── MATERIALS PROVIDED ──
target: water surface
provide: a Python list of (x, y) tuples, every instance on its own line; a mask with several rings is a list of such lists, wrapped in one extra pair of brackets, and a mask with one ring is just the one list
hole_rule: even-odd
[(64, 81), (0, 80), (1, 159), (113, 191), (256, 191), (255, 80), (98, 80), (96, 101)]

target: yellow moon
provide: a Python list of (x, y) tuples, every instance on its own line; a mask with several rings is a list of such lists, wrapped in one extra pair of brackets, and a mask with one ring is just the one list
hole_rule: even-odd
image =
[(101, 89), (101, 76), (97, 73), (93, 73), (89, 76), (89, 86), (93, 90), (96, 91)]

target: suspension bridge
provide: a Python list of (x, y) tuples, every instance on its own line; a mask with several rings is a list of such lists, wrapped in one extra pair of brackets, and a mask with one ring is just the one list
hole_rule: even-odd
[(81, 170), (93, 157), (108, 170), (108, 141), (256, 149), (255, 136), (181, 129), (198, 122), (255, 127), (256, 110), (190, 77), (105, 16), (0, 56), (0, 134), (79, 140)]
───
* [EXERCISE]: Reproduce the data above, every line of it, without changing a single character.

* [PROBLEM SOLUTION]:
target: water surface
provide: a Python list of (x, y) tuples, every instance on its own line; a mask with several rings is a list of such lists, wrapped in one extra pair of brackets, and a mask with one ring is just the one list
hole_rule: even-odd
[(64, 81), (0, 80), (1, 159), (113, 191), (256, 191), (255, 80), (98, 80), (96, 101)]

target: yellow moon
provide: a Python list of (x, y) tuples, every instance on its own line; a mask with several rings is a list of such lists, wrapped in one extra pair of brackets, and a mask with one ring is just the one list
hole_rule: even-odd
image =
[(101, 89), (101, 76), (97, 73), (93, 73), (89, 76), (89, 86), (93, 90), (96, 91)]

target: suspension bridge
provide: a Python list of (x, y) tuples, every instance on its own line; a mask with several rings is a list of such lists, wrapped in one extra pair of brackets, and a mask with one ring is just the one list
hole_rule: even-odd
[(81, 170), (93, 157), (108, 170), (108, 141), (256, 149), (255, 136), (181, 129), (198, 122), (255, 127), (256, 110), (190, 77), (105, 16), (0, 56), (0, 134), (79, 140)]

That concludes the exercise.